* _Aim A_: Explain in one to three sentences why the writer of the writing center excerpt plans to add APSA citation information to the Political Science page.
* _Aim B_: In the writing center excerpt, what did the consultant almost miss while fixating on smaller errors in the tutoring session essay?
* _Aim C_: Please continue the writing center excerpt from its final sentence.
# START OF Selected excerpt
Prospectus: The Poli Sci Major and the Writing Center

Because Political Science is likely my major, and because I have had a significant amount of interaction with the department, it made sense for me to do my final project on the Political Science Writing in the Disciplines page on Writer’s Web (http://writing2.richmond.edu/writing/wweb/polisci/index.html). The current page already contains faculty advice and information on how papers are generally assessed in the discipline. There are still several ways in which I hope to increase the scope of the page. The first way I would like to expand the site is by incorporating information on APSA (American Political Science Association) citation, which would also probably link back to the original Writer’s Web citation page, because there is apparently a problem surrounding a lack of knowledge of the citation style. Luckily, there are several websites online with information on APSA citation. I would also like to incorporate rubrics and, potentially, dissected assignment sheets, since Kendall emphasizes the importance of understanding and decoding an assignment sheet to gather insight into the expectations of the assignments (3). I would also like to incorporate, with professors’ and writers’ permission, old papers with written commentary. Posting these on the Political Science site will demonstrate what a well-argued, organized, clear and precise paper looks like, because several professors explained that those are the major criteria they seek in Political Science papers (http://writing2.richmond.edu/writing/wweb/polisci/grading.html). Aside from that, including commentary will help remove the stigma of professorial commentary as “negative criticism” and “unproductive pronouncements about [students’] failings” (McGlaun 5). It will provide, hopefully, examples of useful, clear, and critical (though most likely directive) commentary that will help to clarify professors’ expectations for future students. And though directive commentary can often appear overbearing, from a professor, it is more acceptable from a professor and, as Straub points out, can often be helpful (233).

27 March 2011

Fear and Loathing in the Writing Center

I think I have admitted before that I am often bothered by bad grammar. I’m also really bothered by sloppy word choice and awkward sentence structures. Sometimes, in fact, I am so bothered by these smaller issues that I get distracted from looking at the larger picture. A mistake like that can really mar a well thought-out paper.

My biggest fear as a consultant, though, is probably letting a smaller error that I shouldn’t waste my time on distract me from a larger issue. I kind of felt like this happened a lot with one of the essays I was working with in a tutoring session last week. The writer used the passive voice. A lot. To the point that her use of the passive voice was distracting me from the points she was trying to make because I was actually getting lost in her sentences. While that may be a grammatical issue that needs to be addressed, because it subverts meaning and clarity, there were other smaller issues that were irritating me as well. Lazy word choice that didn’t adequately make the point. Contractions in formal writing. Simple things that the writer should be able to fix on her own anyway. But in getting so fixated on them, I almost missed the fact that her thesis wasn’t really making a point.
# END OF Selected excerpt
# START OF Excerpted data
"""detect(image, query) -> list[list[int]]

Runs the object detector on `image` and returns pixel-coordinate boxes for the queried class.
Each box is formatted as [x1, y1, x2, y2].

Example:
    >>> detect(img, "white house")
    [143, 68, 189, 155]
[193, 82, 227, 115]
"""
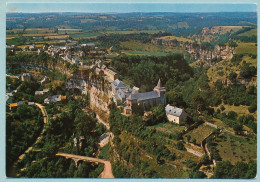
[165, 104, 187, 124]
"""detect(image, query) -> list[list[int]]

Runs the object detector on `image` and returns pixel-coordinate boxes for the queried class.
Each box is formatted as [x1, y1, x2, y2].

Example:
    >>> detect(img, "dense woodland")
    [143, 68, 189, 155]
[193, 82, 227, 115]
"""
[6, 105, 43, 171]
[111, 54, 193, 91]
[6, 13, 257, 178]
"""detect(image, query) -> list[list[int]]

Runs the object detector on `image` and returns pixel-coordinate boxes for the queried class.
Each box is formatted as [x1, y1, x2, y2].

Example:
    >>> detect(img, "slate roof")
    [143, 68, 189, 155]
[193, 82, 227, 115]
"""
[165, 104, 184, 117]
[127, 91, 159, 100]
[112, 79, 126, 88]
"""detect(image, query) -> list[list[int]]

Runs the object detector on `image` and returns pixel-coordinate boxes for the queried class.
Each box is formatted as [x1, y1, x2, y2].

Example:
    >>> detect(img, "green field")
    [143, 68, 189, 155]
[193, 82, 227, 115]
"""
[235, 43, 257, 54]
[238, 28, 257, 36]
[122, 51, 167, 56]
[184, 124, 214, 145]
[149, 122, 186, 134]
[70, 32, 102, 39]
[101, 30, 164, 34]
[216, 133, 256, 164]
[120, 40, 185, 56]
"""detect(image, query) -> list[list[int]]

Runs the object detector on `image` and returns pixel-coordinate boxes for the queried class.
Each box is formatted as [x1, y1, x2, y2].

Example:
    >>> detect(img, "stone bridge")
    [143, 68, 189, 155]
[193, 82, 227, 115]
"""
[56, 153, 114, 178]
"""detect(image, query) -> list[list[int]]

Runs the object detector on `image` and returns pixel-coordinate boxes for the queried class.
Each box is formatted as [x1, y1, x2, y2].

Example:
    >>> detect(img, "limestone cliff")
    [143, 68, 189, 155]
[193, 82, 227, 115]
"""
[152, 37, 235, 66]
[89, 86, 111, 122]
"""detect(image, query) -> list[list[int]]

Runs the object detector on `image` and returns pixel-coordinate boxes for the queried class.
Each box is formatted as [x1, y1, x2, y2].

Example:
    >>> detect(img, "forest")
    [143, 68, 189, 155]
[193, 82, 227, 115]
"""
[111, 54, 193, 92]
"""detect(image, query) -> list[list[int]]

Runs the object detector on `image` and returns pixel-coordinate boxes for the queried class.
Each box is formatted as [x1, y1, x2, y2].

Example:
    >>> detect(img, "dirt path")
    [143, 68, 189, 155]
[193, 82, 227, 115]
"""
[56, 153, 114, 178]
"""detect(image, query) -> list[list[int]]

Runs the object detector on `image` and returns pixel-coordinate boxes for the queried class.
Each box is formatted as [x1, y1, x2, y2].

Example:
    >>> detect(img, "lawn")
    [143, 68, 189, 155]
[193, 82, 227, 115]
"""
[235, 42, 257, 54]
[184, 124, 214, 145]
[216, 133, 256, 164]
[149, 122, 186, 134]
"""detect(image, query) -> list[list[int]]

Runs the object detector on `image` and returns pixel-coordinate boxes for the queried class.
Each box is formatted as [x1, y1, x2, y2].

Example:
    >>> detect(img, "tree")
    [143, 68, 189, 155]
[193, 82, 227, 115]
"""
[220, 105, 226, 111]
[228, 41, 238, 48]
[187, 135, 191, 142]
[152, 104, 166, 124]
[248, 103, 257, 113]
[166, 90, 186, 108]
[233, 123, 243, 134]
[200, 154, 210, 165]
[228, 71, 237, 81]
[228, 111, 237, 120]
[176, 141, 186, 150]
[213, 161, 233, 178]
[191, 94, 205, 112]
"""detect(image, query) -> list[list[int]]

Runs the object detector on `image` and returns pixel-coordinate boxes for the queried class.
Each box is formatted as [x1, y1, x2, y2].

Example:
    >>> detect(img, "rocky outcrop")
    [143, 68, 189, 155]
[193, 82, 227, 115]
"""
[151, 37, 235, 66]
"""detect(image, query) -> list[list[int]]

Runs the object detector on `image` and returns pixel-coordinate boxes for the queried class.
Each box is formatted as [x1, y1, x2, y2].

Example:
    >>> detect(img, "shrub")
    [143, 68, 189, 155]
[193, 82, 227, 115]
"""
[220, 105, 226, 111]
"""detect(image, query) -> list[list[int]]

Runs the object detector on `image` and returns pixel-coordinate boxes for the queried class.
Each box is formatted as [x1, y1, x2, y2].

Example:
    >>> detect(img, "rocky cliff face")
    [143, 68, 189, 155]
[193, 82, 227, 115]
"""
[152, 38, 235, 66]
[89, 86, 111, 122]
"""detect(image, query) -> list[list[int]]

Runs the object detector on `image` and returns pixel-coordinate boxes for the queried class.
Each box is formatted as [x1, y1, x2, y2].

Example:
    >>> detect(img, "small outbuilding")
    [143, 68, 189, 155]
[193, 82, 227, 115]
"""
[165, 104, 187, 125]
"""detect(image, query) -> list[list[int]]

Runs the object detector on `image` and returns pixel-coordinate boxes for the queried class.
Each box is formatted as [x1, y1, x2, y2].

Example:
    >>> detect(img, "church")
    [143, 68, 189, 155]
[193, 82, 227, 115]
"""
[124, 79, 166, 115]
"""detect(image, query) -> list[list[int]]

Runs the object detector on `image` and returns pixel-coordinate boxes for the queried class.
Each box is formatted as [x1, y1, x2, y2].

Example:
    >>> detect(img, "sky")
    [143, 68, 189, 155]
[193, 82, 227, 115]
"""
[6, 3, 257, 13]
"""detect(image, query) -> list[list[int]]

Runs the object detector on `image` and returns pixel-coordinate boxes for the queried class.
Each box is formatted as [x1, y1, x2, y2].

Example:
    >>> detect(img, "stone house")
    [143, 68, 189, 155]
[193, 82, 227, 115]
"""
[104, 68, 118, 81]
[165, 104, 187, 124]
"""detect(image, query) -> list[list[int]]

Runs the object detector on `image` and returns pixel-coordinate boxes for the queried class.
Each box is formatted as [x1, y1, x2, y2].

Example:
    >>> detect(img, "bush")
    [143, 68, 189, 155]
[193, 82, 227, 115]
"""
[220, 105, 226, 111]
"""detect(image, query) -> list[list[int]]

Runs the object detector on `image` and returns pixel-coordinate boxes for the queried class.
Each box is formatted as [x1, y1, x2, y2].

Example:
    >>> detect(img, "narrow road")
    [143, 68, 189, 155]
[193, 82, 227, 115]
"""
[186, 147, 204, 157]
[7, 103, 48, 177]
[56, 153, 114, 178]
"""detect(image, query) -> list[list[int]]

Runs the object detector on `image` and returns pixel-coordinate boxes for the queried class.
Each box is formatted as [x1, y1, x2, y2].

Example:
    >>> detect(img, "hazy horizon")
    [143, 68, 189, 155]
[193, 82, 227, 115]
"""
[6, 3, 257, 13]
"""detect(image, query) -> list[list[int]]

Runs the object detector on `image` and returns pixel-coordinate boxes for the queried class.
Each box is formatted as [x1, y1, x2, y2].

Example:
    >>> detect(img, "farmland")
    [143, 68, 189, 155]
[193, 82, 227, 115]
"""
[235, 43, 257, 54]
[238, 28, 257, 36]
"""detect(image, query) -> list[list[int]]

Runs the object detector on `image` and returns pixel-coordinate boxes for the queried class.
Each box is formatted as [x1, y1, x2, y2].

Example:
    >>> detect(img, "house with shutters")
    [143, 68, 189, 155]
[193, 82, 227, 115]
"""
[165, 104, 187, 125]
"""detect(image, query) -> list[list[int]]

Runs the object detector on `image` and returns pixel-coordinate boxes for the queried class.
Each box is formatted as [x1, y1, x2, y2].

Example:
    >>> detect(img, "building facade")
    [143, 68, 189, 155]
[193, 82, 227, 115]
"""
[165, 104, 187, 125]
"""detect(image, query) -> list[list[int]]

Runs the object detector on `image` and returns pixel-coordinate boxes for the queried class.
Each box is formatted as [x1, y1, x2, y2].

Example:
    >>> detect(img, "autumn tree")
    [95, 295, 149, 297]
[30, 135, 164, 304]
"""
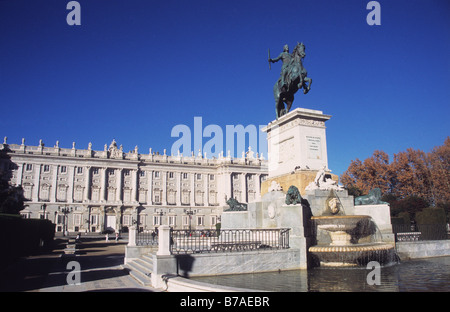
[341, 137, 450, 211]
[341, 150, 393, 194]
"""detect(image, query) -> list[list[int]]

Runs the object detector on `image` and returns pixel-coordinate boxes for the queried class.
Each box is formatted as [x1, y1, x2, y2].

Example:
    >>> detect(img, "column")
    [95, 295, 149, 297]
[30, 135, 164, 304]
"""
[116, 168, 122, 202]
[50, 165, 59, 203]
[16, 164, 23, 186]
[156, 225, 170, 256]
[217, 172, 232, 206]
[240, 172, 247, 203]
[31, 164, 41, 202]
[147, 170, 153, 205]
[67, 166, 75, 204]
[100, 168, 106, 202]
[161, 171, 167, 206]
[130, 169, 138, 202]
[203, 173, 209, 206]
[254, 174, 261, 201]
[189, 172, 195, 206]
[83, 166, 91, 201]
[175, 172, 183, 206]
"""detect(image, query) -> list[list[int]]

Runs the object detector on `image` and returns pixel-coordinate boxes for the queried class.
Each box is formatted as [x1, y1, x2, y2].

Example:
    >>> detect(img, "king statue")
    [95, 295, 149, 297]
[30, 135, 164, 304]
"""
[269, 43, 312, 119]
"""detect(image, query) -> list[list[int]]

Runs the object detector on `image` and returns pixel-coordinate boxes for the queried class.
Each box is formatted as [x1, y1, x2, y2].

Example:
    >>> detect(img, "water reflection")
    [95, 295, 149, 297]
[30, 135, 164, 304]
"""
[195, 257, 450, 292]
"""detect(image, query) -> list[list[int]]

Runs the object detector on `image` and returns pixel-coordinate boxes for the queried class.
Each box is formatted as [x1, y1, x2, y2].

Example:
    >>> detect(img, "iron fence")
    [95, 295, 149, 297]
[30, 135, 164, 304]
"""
# END OF Excerpted data
* _Written response A_: The writer plans to add it because there is apparently a problem with a lack of knowledge of the APSA citation style.

* _Written response B_: The consultant almost missed that the writer's thesis wasn't really making a point.

* _Written response C_:
The best way to prepare myself for this is, honestly, probably to try and desensitize myself to the immediate urge to take a red pen to a grammatically messy paper. I have also found that reading through a draft more than once helps me get around this issue slightly. While the smaller issues tend to taint my first view of the draft and also tend to distract me from the larger picture, a lot of times the second read through allows me to look at the larger arguments being made. Though the grammar and conventions may have initially detracted from my understanding and my ability to look at a paper for its central arguments, a second read through tends to make things clearer and helps me really focus on the more serious issues.

20 March 2011

The Writing Center Is Not Ikea

Minimalism.

I don't like it in my art or my furniture, and I'm not sure I like it in my tutoring style.

Jeff Brooks commented that "when you 'improve' a student's paper, you haven't been a tutor at all; you've been an editor" (168). Brooks then goes on to explain a method of tutoring that puts all of the work into the student's hands. I guess the problem I have with this method is that if your approach to tutoring is that minimalistic...why bother to have a writing consultant in the first place?

I understand the idea to which Brooks speaks, the adage around which the Writing Center is structured: North’s “We don’t make better papers, we make better writers.” When going over a paper with a fine-toothed comb and highlighting grammatical mistakes here, digressions there, it’s very easy to lose teaching to simply editing.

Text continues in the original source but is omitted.